▶ TRY IT: An exact copy of every record, with no pictures, please.

▶ SUPPLIED MATERIAL:
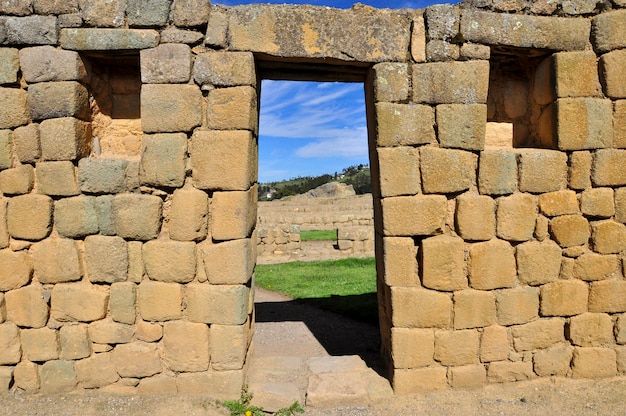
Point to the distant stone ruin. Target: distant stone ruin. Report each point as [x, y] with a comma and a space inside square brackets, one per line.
[128, 180]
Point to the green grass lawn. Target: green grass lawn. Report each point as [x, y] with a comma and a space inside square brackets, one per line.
[345, 286]
[318, 235]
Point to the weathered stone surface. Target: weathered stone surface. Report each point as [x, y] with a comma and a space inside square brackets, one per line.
[317, 32]
[166, 64]
[78, 302]
[78, 39]
[538, 263]
[554, 33]
[170, 261]
[451, 82]
[457, 176]
[159, 301]
[491, 265]
[404, 124]
[29, 217]
[170, 108]
[443, 263]
[414, 215]
[232, 153]
[205, 304]
[420, 308]
[137, 217]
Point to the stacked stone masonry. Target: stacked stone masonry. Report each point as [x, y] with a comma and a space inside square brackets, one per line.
[127, 256]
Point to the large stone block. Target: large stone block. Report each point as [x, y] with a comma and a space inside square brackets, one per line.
[555, 33]
[420, 308]
[538, 263]
[217, 304]
[584, 123]
[159, 301]
[404, 124]
[81, 302]
[474, 309]
[169, 63]
[163, 159]
[399, 171]
[414, 215]
[16, 269]
[317, 32]
[170, 108]
[27, 306]
[517, 306]
[29, 217]
[446, 171]
[564, 298]
[451, 82]
[231, 153]
[443, 263]
[491, 265]
[497, 172]
[186, 346]
[137, 217]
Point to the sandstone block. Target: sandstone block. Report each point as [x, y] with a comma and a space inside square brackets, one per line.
[78, 302]
[458, 174]
[506, 371]
[570, 230]
[492, 265]
[594, 363]
[443, 263]
[17, 114]
[400, 262]
[456, 347]
[497, 172]
[217, 304]
[462, 126]
[412, 348]
[538, 263]
[404, 124]
[584, 123]
[57, 377]
[607, 296]
[58, 99]
[170, 261]
[41, 344]
[102, 176]
[170, 108]
[75, 342]
[608, 237]
[233, 214]
[564, 298]
[163, 159]
[474, 309]
[494, 344]
[580, 170]
[232, 153]
[137, 217]
[106, 259]
[166, 64]
[137, 359]
[16, 269]
[468, 208]
[558, 203]
[159, 301]
[451, 82]
[226, 69]
[189, 215]
[420, 308]
[414, 215]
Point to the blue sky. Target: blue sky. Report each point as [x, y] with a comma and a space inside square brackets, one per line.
[309, 128]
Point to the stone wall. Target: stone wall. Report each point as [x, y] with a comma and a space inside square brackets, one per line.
[126, 257]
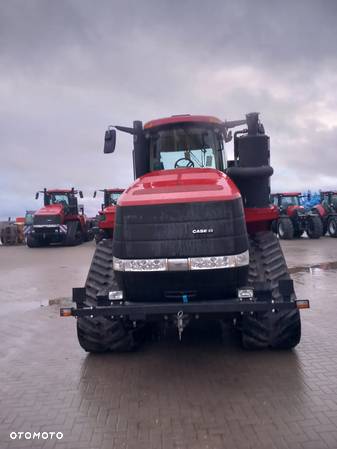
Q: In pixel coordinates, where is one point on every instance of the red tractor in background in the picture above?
(61, 220)
(106, 216)
(327, 211)
(293, 219)
(192, 241)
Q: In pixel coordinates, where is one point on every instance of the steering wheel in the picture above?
(188, 165)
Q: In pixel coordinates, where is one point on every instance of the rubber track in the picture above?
(102, 334)
(280, 330)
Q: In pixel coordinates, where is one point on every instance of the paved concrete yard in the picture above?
(202, 393)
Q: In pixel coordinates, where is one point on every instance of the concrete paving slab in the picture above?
(201, 393)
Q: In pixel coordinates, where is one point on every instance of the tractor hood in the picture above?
(52, 209)
(180, 186)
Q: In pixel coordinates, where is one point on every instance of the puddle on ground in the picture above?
(324, 266)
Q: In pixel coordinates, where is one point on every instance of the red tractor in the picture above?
(192, 241)
(327, 211)
(106, 216)
(60, 220)
(293, 219)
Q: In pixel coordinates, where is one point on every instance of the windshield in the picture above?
(290, 201)
(58, 198)
(186, 147)
(112, 197)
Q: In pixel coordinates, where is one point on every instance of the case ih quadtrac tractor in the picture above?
(327, 211)
(293, 218)
(192, 241)
(59, 220)
(106, 216)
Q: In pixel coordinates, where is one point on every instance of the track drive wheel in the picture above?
(285, 229)
(332, 227)
(280, 330)
(103, 334)
(314, 227)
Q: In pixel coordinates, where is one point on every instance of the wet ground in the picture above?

▶ WRITTEN SOLUTION:
Point to the distant stone ruin. Target: distant stone ruin. Report each point as [x, y] with a comma and a space inside square brackets, one per line.
[128, 180]
Point to the green grass lawn. Target: green grass lawn. Report each point as [x, y] with a comma and a space inside square brackets, one per line.
[345, 286]
[318, 235]
Point to the weathered stone surface. Target: weathered stone surface. Report each point as [x, y] with a comma and a space inside square brackets, one per line.
[317, 32]
[166, 64]
[78, 302]
[78, 39]
[538, 263]
[554, 33]
[170, 261]
[451, 82]
[457, 176]
[159, 301]
[491, 265]
[404, 124]
[29, 217]
[170, 108]
[443, 263]
[414, 215]
[232, 153]
[205, 304]
[420, 308]
[137, 217]
Point to the stacked stone masonry. Target: stacked stone masonry. Report each point as [x, y] with a comma and a space inside square brackets, one per line.
[127, 256]
Point to the large stone block. Target: large stone block. Report each point as [x, y] with a comma and a space inside square brackets, one per line.
[555, 33]
[420, 308]
[538, 263]
[217, 304]
[584, 123]
[159, 301]
[404, 124]
[81, 302]
[474, 309]
[169, 63]
[163, 159]
[399, 171]
[414, 215]
[16, 269]
[317, 32]
[170, 108]
[27, 306]
[517, 306]
[29, 217]
[446, 171]
[564, 298]
[451, 82]
[231, 153]
[443, 263]
[491, 265]
[497, 172]
[186, 346]
[137, 217]
Point to the sandstone block. Target: sandstone block. Report each point as [x, y] with a comma and a space inside square brackets, one per line.
[78, 302]
[458, 174]
[506, 371]
[570, 230]
[492, 265]
[594, 363]
[443, 263]
[17, 114]
[400, 262]
[456, 347]
[497, 172]
[217, 304]
[462, 126]
[412, 348]
[538, 263]
[404, 124]
[584, 123]
[57, 377]
[607, 296]
[58, 99]
[170, 261]
[41, 344]
[102, 176]
[170, 108]
[75, 342]
[608, 237]
[233, 214]
[564, 298]
[163, 159]
[474, 309]
[494, 344]
[580, 170]
[232, 153]
[137, 217]
[106, 259]
[166, 64]
[137, 359]
[16, 269]
[468, 208]
[558, 203]
[159, 301]
[451, 82]
[226, 69]
[189, 215]
[420, 308]
[414, 215]
Point to the blue sky. Target: blue sky. Report each point as [x, y] with a comma and a space inside square brackets, one per line.
[309, 128]
Point to the stone wall. Target: stone wall. Report each point as [x, y] with a comma and a space inside square brackets, one per line.
[126, 257]
Q: In pixel coordinates, where is one point on every instance of the red tractor in background in the picture above?
(61, 220)
(106, 216)
(327, 211)
(293, 219)
(192, 241)
Q: In pixel coordinates, where is one point on every instance of the steering wheel in the picture above?
(188, 165)
Q: In pixel coordinates, where is one point on every instance of the rubber track in the picture above?
(102, 334)
(280, 330)
Q: In pixel coordinates, where is one point on every instance of the paved concrete yard in the picture above?
(202, 393)
Q: In pixel coordinates, where is one point on every instance of the concrete paving slab in the picture above?
(201, 393)
Q: In pixel coordinates, where is one point on every instance of the tractor hood in the picture above?
(52, 209)
(180, 186)
Q: In pixel coordinates, where is one point on every instance of the puddle on ground in the picture above?
(324, 266)
Q: In pixel coordinates, where is one point on every instance of the red tractor in the picture above?
(192, 241)
(327, 211)
(106, 216)
(60, 220)
(293, 219)
Q: In pixel coordinates, where is one point on every instance of the windshield in the picture above?
(290, 201)
(58, 198)
(186, 147)
(112, 197)
Q: In pixel coordinates, where is one point on every instance of the case ih quadtrac tractor in the picture above?
(327, 211)
(293, 218)
(192, 241)
(59, 220)
(106, 216)
Q: In pixel coordinates, where is one point on every instance of the track drive wheel in the picture above?
(285, 229)
(332, 227)
(280, 330)
(103, 334)
(314, 227)
Q: In pixel coordinates, where is one point on every instance of the wet ground in the picture above?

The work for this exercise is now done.